**TEXT BLOCK:**
########################################
Posted by: tomciocco | September 12, 2013

A WHITE FROM THE HIGHEST VINEYARDS IN EUROPE

Valle d’Aosta is Italy’s smallest region in area, but when it comes to wine, pound for pound, it’s got to be near the top. This tiny and exclusively mountainous Alpine region whose native language is a sort of cross between French and Provencal called Arpitan, is home to a small slew of native red and white grape varieties, and tonight’s wine is made from one of them that goes by name Prie` Blanc which also grows just across the border in the Valais region of Switzerland.

The vineyards from which these grapes come sit at over 4,000 feet above sea level and are grown, like many are in this region, by a co-operative concern. In an area with weather this harsh, it’s a good thing to have friends and colleagues. Most of the grapes in this area are grown in stone-buttressed, terraced vineyards enclosed within low stone walls, and are trained low (to keep the vines above the Winter and Spring snows, but low enough to keep the tenderest shoots away from the ripping winds the region is known for) onto thick-trunked stone pergolas. So what’s with all this rock? Well, there’s a lot of it around in these high mountains, so it’s a convenient building material for farmers from this region to be sure, but it has a far more practical purpose. The average air temperatures, even in Summer, are quite low often making full fruit ripening difficult, but the high elevations and crystal clear mountain air make the sun’s rays extra strong, so all of these rock structures serve to soak up a large amount of this solar heating during the day, and radiate it onto the vines at night as the temperatures drop.
########################################
**INFORMATION SHOWN:**
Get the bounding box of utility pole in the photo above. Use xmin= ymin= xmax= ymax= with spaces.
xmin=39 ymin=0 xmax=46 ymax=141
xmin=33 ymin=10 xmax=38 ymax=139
########################################
**AIM:** Reproduce word for word the passage of the Valle d’Aosta wine post that begins with the words containing "A WHITE FROM" and ends with "region of Switzerland.".

**COMPLETE OUTPUT:**
A WHITE FROM THE HIGHEST VINEYARDS IN EUROPE

Valle d’Aosta is Italy’s smallest region in area, but when it comes to wine, pound for pound, it’s got to be near the top. This tiny and exclusively mountainous Alpine region whose native language is a sort of cross between French and Provencal called Arpitan, is home to a small slew of native red and white grape varieties, and tonight’s wine is made from one of them that goes by name Prie` Blanc which also grows just across the border in the Valais region of Switzerland.